The benefits of networking are real and can look—especially from the outside—quite glamorous. But I believe that, today, such benefits are fundamentally misunderstood. More and more people are depending on networking to provide benefits that are far more likely to occur in contact situations—and that networking is specifically prevented from providing for a variety of reasons.

I shall now abridge a set of hysterically funny anecdotes about examples of networking that would leave you rolling in the aisles, concerning the various attempts I have seen by young writers at various writers’ conferences to get the attention of the people whom they perceived as powerful, attempts that ranged from displaying real talent in unusual ways to crawling into bed with various and sundry people they feel might do well by them. The final point of all the anecdotes is: none of these efforts worked.

I attend writers’ conferences regularly—and science fiction conventions even more so. The clear and explicable reasons for my attendance are networking’s epistemological benefits. Those networking benefits result from the particularly dense field produced by the networking situation in which knowledge—not social favors—moves with particular speed. (The desire for social favor is the fuel—or the form—which propels that information through the networking field.) At both formal sessions and informal gatherings, I find out about new writers and interesting books. As well I learn about new publishing programs and changes in the business much more quickly than I would without them. By the same token, people find out about what I’m doing and get a clearer picture of my work. Because I’m comparatively comfortable appearing in public and discussing a range of topics from a podium or from behind a panel table, people can get a taste of the sort of analysis I do and can decide whether they want to pursue these thoughts in my nonfiction critical work. Since I am an academic critic as well as a fiction writer—and a fiction writer who works in several genres—this is particularly useful and promotes, in a small group of concerned readers at least, a more informed sense of my enterprise.

I feel my career benefits regularly from the results of my networking. My ultimate take on networking is, however, this: no single event in the course of my career has been directly caused by networking. Nevertheless, the results of networking have regularly smoothed, stabilized, and supported my career and made it more pleasant than it would have been without it.

In general I would say (and I would say this to young writers particularly): rarely if ever can networking make a writing career when no career is to be made. Regularly, though, it can support and make a career function more easily and smoothly.

○ ○ ○ ○ ○

In the networking text, could you change "benefits" to "advantages" throughout the stretch from "The benefits of" through "variety of reasons." and give that stretch again?

○ ○ ○ ○ ○

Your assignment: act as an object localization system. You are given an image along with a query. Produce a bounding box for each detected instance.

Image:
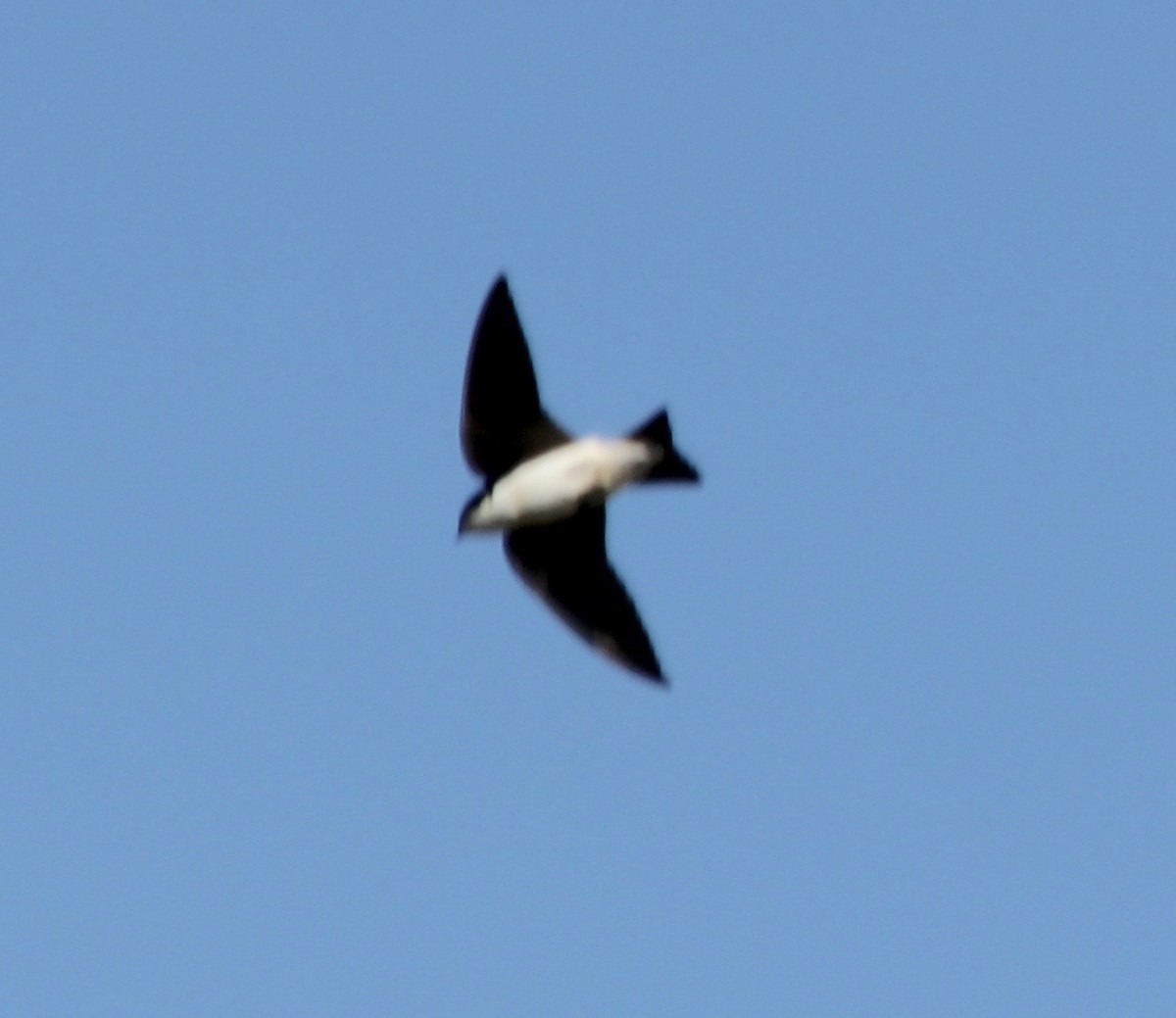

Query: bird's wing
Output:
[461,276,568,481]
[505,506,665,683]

○ ○ ○ ○ ○

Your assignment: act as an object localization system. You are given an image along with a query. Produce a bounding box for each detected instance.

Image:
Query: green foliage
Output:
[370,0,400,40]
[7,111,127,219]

○ ○ ○ ○ ○

_RESULT FOR THIS TASK_:
The advantages of networking are real and can look—especially from the outside—quite glamorous. But I believe that, today, such advantages are fundamentally misunderstood. More and more people are depending on networking to provide advantages that are far more likely to occur in contact situations—and that networking is specifically prevented from providing for a variety of reasons.